This exercise requires every record to be repeated exactly.

Referring expression data:

===============

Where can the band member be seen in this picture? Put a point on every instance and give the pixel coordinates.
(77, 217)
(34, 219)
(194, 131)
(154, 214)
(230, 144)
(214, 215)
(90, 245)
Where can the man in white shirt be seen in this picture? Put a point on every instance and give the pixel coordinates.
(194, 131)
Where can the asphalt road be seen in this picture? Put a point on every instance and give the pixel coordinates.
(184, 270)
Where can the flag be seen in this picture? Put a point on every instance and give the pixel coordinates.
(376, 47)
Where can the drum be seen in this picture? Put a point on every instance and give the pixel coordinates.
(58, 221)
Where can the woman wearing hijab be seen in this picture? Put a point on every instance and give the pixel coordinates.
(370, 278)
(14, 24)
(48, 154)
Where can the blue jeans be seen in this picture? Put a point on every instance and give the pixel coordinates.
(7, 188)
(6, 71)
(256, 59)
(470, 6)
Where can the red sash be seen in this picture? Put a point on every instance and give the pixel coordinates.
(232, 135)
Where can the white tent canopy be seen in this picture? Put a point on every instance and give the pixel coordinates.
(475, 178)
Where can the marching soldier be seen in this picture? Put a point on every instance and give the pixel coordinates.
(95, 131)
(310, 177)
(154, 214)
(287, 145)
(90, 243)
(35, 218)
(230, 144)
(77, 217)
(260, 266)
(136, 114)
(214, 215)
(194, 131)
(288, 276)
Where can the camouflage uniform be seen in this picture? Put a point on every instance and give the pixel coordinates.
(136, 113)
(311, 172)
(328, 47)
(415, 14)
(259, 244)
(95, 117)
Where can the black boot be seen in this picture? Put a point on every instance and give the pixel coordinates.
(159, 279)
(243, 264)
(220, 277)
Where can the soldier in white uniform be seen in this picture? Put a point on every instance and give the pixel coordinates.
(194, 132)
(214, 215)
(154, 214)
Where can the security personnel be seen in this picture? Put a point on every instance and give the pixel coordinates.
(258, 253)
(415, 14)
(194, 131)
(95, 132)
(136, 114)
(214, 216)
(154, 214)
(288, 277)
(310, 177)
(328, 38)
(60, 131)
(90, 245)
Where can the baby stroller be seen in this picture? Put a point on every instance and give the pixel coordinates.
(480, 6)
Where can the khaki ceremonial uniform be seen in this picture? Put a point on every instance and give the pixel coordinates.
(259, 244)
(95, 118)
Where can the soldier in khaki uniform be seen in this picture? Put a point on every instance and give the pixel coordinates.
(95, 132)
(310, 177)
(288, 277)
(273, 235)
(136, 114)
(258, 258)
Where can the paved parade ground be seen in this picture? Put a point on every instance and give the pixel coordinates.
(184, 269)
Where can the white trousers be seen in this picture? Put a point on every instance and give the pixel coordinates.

===============

*Answer space*
Where can the band member be seen in this picture? Put a point on every instance and give the pixel coordinates.
(77, 217)
(34, 219)
(194, 131)
(154, 214)
(230, 144)
(214, 215)
(90, 245)
Where can the man in white shirt be seen in this picture? Put a point on every instance and give the pixel coordinates.
(194, 131)
Where can the asphalt road be seen in this picture? Put a point on every instance and give the pixel coordinates.
(184, 270)
Where can the flag be seen in this picture? Put a point on every instance and give the pixel coordinates.
(376, 47)
Where can the drum be seen in this picture? Put a point on every instance and give the pixel coordinates.
(58, 221)
Where can the woman wearing hijab be seen in this picture? Put a point on every instance and give the pixel coordinates.
(370, 278)
(14, 24)
(48, 154)
Where can the blue jeans be seen in this picture? Put a point on every instance and give the pixel coordinates.
(7, 188)
(6, 71)
(256, 59)
(470, 6)
Where can the red sash be seen in this picture? Put a point on every instance and give the pixel coordinates.
(232, 135)
Where can the white tent canopy be seen in this picture? Put a point on every instance and give the pixel coordinates.
(475, 178)
Where can the marching soldier be seen in this picture? Put a point on every instance and give the pixel coordinates.
(95, 131)
(310, 177)
(154, 214)
(287, 145)
(90, 243)
(35, 218)
(230, 144)
(77, 217)
(260, 266)
(136, 114)
(214, 215)
(194, 131)
(288, 276)
Where can the camouflage uniform be seen in this picture? Put a point on every instance and give the pixel coordinates.
(136, 113)
(311, 172)
(328, 47)
(415, 14)
(259, 244)
(95, 117)
Where can the black boot be seen in this picture? Put a point on every instance and give the pixel coordinates.
(159, 279)
(243, 264)
(220, 277)
Where can the soldier in white uniform be seen in this picture? Put a point on every instance and give the pixel coordinates.
(194, 132)
(214, 215)
(154, 214)
Where can the security personnel be seen in this picture? Put a point on every instance and give the pixel coordinates.
(258, 253)
(415, 14)
(194, 131)
(95, 132)
(136, 114)
(214, 216)
(154, 214)
(288, 277)
(310, 177)
(328, 38)
(60, 131)
(90, 245)
Where can the baby stroller be seen in this picture? Put a point on every instance and give the pixel coordinates.
(480, 6)
Where can the khaki ceremonial uniform be seen in this picture? Put a point on every instance and give the pixel coordinates.
(259, 244)
(95, 118)
Where can the soldier in khaki uniform be seen in this picture? Put a point on every instance and give the pixel coordinates.
(95, 132)
(310, 177)
(288, 277)
(273, 235)
(136, 114)
(258, 258)
Where can the paved parade ground be seen in this picture? Put a point on every instance and give the pixel coordinates.
(184, 269)
Where can the white trousers be seen in this picture? Put a point on every instance and give the pixel coordinates.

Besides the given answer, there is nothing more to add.